### Exercise brief:
Print every line of the listing below, starting with the line that holds "sample for one instance: <point>294,276</point>, one" and going on through the line that holds "point at the dirt hiking trail", both included, and print nothing else.

### Records shown:
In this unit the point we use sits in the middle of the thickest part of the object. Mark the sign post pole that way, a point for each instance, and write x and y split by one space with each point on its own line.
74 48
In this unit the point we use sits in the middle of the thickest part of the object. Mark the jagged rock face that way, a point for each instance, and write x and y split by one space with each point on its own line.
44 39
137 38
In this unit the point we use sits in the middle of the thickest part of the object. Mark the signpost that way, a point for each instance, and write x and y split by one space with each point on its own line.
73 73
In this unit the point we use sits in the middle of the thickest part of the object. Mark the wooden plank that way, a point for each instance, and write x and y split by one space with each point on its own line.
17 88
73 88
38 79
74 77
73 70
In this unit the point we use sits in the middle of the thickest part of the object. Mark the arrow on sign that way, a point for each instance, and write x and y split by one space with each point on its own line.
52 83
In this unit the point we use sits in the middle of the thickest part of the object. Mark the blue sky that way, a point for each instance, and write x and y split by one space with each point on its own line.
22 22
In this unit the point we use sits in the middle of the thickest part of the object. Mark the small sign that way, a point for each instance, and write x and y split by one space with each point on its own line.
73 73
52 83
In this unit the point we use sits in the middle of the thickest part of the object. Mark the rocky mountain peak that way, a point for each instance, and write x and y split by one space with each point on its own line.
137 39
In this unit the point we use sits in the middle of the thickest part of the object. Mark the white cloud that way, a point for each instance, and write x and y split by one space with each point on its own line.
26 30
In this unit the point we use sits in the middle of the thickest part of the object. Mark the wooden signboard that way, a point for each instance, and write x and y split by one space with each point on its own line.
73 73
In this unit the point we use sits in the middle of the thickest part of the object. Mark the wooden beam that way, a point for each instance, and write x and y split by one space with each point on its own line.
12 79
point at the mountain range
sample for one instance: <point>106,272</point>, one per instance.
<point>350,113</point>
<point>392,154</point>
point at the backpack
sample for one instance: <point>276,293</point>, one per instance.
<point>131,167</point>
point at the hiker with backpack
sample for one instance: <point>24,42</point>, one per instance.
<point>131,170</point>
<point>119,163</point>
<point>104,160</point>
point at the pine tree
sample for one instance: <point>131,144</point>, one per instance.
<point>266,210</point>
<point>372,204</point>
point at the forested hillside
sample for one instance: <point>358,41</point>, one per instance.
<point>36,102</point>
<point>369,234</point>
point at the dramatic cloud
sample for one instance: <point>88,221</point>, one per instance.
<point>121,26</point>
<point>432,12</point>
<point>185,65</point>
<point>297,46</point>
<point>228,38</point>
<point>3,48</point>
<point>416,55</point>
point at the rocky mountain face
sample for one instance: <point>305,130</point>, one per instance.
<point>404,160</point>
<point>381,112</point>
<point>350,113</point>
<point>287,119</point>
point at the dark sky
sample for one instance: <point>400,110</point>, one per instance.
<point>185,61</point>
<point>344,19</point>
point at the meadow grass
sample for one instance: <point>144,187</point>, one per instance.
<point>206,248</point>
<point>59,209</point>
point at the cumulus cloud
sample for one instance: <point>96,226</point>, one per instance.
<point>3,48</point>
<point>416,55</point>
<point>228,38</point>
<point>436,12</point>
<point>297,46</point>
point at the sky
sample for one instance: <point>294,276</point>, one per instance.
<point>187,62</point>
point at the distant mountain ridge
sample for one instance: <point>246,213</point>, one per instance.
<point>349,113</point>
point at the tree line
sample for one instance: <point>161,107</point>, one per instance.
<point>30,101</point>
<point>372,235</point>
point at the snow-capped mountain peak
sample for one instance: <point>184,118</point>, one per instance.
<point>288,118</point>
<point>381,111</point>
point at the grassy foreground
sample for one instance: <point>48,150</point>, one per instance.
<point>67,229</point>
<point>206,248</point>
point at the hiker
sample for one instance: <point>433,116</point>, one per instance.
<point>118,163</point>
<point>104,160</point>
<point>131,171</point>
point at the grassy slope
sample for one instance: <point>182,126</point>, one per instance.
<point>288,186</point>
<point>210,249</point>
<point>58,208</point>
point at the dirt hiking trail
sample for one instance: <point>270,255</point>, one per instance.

### Output for this task:
sample for one instance: <point>294,276</point>, one per instance.
<point>187,62</point>
point at the distant mountain ridge
sample for one instance: <point>246,213</point>, one per instance.
<point>349,113</point>
point at the tree line
sample for one instance: <point>161,107</point>, one per instance.
<point>30,101</point>
<point>372,235</point>
point at the snow-capped mountain peak
sample for one instance: <point>184,118</point>, one per instance.
<point>288,118</point>
<point>381,111</point>
point at the grassy foreground
sample for one instance: <point>48,150</point>, one per instance.
<point>67,229</point>
<point>206,248</point>
point at the hiker
sample for one instance: <point>433,116</point>, one per instance.
<point>118,163</point>
<point>104,160</point>
<point>131,171</point>
point at the grassy slope
sample for one instance: <point>182,126</point>, one per instance.
<point>288,186</point>
<point>210,249</point>
<point>58,208</point>
point at the dirt hiking trail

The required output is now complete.